◆ **The task**: Output every line of the entries below as a numbered list, omitting the pictures and any blank lines.

◆ **Provided records**:
┌────────
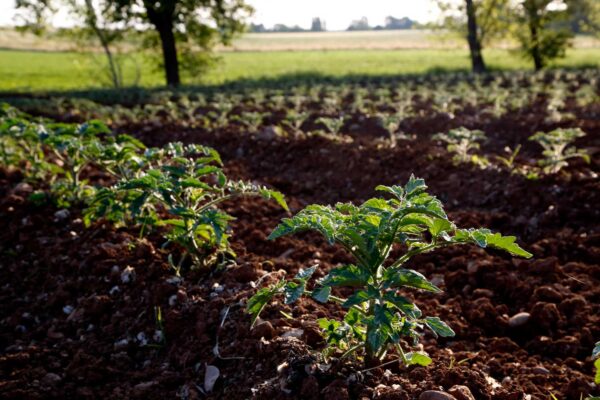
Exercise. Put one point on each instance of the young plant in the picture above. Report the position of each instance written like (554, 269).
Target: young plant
(188, 187)
(71, 145)
(333, 125)
(295, 119)
(509, 160)
(596, 356)
(391, 123)
(379, 317)
(461, 141)
(557, 150)
(21, 144)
└────────
◆ **Answer for the task**:
1. Exercise. Put one point on each instance of the young plant in the picture above. Report the position of each instance written like (554, 269).
2. Target: young plant
3. (188, 187)
4. (71, 145)
5. (333, 125)
6. (295, 119)
7. (509, 160)
8. (596, 356)
9. (391, 123)
10. (379, 317)
11. (461, 141)
12. (557, 150)
13. (21, 144)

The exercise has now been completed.